:: Records for this exercise

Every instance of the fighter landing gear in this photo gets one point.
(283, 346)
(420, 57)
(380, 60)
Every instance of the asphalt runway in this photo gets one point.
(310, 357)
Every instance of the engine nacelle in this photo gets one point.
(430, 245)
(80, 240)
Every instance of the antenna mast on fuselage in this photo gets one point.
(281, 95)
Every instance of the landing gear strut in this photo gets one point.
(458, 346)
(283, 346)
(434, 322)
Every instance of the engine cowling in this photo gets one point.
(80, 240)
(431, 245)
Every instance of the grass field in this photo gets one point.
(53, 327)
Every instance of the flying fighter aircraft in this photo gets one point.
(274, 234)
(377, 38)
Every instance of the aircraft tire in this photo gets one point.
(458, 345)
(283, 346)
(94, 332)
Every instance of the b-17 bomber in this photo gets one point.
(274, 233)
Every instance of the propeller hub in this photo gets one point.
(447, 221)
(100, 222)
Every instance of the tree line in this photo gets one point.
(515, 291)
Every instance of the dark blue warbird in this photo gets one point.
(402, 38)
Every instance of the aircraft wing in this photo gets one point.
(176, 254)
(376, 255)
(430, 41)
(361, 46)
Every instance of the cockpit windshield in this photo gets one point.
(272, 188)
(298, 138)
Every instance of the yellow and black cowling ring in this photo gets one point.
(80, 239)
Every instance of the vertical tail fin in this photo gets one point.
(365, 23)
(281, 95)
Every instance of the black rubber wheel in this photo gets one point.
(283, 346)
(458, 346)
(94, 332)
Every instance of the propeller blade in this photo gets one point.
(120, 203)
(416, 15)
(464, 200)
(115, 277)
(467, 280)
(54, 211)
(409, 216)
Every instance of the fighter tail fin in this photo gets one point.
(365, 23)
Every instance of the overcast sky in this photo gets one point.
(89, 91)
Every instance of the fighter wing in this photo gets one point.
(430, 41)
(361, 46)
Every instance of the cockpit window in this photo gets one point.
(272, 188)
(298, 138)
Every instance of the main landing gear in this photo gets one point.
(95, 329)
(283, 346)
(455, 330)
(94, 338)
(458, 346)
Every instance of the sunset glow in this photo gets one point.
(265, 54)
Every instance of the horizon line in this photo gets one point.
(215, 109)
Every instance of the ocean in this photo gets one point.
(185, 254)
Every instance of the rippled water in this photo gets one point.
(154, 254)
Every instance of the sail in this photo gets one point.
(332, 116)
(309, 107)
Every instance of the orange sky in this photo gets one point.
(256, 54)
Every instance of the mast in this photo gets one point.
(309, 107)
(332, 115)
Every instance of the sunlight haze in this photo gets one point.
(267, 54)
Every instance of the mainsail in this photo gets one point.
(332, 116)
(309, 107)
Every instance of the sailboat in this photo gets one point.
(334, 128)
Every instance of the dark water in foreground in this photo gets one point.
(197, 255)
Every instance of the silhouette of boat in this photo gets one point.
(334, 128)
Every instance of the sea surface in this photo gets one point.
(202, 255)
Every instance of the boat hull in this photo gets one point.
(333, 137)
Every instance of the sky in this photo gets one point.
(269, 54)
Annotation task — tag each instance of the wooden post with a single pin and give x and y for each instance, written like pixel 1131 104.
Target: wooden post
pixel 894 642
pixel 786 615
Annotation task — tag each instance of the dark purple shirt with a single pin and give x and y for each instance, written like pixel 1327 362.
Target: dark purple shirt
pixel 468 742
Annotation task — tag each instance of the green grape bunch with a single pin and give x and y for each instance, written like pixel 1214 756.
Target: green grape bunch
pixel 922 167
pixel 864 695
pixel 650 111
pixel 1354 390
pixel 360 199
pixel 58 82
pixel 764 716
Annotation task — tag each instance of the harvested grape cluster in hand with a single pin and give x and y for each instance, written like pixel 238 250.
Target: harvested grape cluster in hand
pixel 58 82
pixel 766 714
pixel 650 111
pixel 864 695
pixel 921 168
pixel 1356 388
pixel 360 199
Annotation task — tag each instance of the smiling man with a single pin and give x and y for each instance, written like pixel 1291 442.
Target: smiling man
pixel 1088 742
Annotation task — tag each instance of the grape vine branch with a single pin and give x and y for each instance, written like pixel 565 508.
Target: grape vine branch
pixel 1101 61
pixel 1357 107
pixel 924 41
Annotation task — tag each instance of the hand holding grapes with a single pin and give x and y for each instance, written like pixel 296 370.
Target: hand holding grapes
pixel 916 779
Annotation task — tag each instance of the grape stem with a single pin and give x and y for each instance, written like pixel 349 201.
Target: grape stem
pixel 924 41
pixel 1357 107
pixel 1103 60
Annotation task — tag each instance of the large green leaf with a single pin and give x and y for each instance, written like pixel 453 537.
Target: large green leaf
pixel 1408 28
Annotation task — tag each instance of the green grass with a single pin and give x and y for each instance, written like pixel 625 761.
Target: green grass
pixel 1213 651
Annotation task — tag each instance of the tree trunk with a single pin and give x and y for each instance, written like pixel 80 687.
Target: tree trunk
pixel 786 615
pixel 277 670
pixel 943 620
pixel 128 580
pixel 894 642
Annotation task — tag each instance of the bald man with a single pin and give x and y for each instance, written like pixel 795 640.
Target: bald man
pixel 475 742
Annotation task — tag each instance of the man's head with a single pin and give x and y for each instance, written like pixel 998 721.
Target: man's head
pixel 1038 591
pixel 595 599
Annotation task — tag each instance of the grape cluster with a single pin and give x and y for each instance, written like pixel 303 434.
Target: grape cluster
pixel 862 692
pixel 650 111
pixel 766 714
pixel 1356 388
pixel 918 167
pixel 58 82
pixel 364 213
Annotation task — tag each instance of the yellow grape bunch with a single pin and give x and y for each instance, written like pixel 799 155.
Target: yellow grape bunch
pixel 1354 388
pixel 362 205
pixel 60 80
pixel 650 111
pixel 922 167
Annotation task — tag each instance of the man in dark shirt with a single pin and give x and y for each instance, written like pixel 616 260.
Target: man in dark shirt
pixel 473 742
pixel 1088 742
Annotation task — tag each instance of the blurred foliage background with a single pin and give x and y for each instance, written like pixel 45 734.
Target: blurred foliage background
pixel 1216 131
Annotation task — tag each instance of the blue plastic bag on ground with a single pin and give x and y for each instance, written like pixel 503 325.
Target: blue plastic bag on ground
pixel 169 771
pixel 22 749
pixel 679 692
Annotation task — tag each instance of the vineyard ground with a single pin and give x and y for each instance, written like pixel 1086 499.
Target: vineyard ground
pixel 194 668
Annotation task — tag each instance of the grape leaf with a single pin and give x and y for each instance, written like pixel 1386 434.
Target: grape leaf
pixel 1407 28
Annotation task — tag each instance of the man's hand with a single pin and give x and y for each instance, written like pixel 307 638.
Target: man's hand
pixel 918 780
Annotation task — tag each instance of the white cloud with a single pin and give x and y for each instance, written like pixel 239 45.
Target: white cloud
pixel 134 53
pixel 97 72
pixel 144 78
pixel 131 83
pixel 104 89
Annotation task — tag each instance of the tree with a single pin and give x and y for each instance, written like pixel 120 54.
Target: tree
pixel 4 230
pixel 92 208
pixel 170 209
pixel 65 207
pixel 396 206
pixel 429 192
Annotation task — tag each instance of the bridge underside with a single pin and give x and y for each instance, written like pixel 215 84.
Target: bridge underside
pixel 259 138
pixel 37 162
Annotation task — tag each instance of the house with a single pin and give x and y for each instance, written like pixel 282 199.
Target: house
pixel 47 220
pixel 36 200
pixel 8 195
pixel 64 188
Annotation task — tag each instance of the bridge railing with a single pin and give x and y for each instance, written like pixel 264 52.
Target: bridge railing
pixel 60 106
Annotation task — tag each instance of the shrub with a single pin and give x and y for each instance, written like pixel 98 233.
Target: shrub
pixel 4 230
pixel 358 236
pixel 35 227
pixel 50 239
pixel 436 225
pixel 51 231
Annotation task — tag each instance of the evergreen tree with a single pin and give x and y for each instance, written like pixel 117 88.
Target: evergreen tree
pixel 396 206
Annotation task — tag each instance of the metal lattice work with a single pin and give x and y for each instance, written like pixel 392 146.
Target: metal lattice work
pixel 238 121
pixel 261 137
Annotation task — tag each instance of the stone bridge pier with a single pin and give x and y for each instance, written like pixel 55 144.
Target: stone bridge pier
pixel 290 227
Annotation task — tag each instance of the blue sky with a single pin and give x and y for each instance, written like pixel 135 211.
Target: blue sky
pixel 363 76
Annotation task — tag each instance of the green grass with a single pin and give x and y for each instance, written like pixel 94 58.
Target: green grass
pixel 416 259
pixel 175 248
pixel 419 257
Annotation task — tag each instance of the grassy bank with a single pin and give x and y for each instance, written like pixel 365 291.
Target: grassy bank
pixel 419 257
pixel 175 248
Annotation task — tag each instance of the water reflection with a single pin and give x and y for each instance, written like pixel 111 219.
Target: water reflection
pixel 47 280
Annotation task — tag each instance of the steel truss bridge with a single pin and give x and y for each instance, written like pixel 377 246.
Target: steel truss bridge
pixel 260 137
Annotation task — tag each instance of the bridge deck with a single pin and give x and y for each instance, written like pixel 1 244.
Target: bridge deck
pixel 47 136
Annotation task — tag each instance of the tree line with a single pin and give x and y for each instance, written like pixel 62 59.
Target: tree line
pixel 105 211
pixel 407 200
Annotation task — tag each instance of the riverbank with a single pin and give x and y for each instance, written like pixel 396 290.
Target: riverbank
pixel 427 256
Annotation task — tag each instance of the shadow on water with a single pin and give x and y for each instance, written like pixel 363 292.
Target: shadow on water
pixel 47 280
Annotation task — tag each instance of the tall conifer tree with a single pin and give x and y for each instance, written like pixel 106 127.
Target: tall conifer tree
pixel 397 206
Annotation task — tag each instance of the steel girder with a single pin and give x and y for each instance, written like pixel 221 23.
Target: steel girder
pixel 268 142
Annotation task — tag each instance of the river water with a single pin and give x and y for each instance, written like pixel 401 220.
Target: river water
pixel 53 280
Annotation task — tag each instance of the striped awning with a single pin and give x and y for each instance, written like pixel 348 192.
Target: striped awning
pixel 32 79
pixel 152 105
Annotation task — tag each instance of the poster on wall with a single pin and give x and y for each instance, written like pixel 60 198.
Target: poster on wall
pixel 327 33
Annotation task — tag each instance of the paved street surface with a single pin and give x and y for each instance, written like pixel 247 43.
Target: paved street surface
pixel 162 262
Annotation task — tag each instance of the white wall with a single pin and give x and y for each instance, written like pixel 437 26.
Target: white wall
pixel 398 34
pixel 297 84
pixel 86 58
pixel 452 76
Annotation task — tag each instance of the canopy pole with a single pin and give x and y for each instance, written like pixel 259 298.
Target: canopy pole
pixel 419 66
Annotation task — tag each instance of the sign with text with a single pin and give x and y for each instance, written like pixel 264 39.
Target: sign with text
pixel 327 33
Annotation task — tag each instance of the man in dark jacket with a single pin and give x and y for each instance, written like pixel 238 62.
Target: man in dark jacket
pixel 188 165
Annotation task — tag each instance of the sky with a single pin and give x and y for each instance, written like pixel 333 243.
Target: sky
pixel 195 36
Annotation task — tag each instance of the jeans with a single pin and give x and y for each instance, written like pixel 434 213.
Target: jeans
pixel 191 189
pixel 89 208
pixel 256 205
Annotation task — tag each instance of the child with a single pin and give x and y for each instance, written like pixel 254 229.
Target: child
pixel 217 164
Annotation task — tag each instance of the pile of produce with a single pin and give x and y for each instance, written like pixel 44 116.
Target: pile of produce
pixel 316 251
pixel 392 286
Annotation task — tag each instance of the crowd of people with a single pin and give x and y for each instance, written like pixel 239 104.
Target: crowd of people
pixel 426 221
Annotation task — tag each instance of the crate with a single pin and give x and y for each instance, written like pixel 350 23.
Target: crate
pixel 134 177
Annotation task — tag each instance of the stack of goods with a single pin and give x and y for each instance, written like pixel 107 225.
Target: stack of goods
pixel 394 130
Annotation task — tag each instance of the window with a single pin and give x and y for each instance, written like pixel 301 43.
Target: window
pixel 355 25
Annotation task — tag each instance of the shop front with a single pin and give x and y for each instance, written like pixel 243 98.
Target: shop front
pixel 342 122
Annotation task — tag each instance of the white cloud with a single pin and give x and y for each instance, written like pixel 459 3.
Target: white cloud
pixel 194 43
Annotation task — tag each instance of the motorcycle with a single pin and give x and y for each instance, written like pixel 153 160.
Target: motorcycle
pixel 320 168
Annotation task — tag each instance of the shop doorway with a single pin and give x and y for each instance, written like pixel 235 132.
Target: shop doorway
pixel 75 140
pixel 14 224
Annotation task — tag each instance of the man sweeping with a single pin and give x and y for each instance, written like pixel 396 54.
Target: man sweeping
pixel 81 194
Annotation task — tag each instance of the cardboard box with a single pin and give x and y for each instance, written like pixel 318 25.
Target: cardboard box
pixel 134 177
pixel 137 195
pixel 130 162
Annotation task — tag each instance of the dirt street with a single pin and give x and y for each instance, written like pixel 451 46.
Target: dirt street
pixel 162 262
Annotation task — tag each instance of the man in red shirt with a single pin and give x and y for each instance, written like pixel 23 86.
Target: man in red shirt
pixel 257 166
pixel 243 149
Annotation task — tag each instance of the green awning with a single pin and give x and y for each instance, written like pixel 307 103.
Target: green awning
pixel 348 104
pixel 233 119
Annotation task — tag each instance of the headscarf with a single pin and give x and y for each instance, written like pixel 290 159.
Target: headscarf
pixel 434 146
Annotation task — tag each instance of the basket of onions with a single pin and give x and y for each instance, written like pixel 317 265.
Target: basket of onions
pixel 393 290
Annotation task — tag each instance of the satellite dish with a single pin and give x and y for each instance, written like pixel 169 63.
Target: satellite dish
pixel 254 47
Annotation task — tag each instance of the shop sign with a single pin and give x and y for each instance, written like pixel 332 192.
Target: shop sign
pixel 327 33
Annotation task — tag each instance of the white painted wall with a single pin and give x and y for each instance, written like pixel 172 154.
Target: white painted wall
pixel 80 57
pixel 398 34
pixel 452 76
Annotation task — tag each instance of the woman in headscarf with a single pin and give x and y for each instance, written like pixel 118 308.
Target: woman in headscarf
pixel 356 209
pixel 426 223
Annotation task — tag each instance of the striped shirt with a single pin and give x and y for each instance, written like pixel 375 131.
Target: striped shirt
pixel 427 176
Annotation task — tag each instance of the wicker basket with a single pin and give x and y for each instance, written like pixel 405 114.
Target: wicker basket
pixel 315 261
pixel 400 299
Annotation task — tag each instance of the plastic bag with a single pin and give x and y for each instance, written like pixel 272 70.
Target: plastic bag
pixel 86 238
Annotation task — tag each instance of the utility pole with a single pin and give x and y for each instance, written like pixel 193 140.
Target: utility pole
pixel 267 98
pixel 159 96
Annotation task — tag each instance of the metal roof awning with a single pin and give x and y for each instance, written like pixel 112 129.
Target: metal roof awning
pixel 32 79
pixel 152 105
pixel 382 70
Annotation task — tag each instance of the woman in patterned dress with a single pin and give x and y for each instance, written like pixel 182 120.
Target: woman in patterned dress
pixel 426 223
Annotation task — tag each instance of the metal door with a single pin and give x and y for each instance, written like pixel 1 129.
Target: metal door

::::

**Written instruction**: Begin with the line that contains "Annotation task — tag each instance of the plastic" and end with the last line of the records; set down every line in that span exactly, and nothing else.

**Final answer**:
Annotation task — tag each instance of the plastic bag with a single pin and give x and y for each instance, written like pixel 272 70.
Target: plastic bag
pixel 86 238
Annotation task — tag each instance of the utility pole with a single pin and give x and y for each instance, written like pixel 193 140.
Target: utility pole
pixel 267 98
pixel 159 96
Annotation task — tag each instance of the metal roof awning with a single pin and give x and y for each instance, written like pixel 112 129.
Target: metal roof awning
pixel 32 79
pixel 152 105
pixel 382 70
Annotation task — tag each instance of the woman in patterned dress with a single pin and give x and y for each instance, written like pixel 182 120.
Target: woman in patterned dress
pixel 426 223
Annotation task — tag each instance of the metal door with a single pin and give x and y for each instance, written like pixel 1 129.
Target: metal door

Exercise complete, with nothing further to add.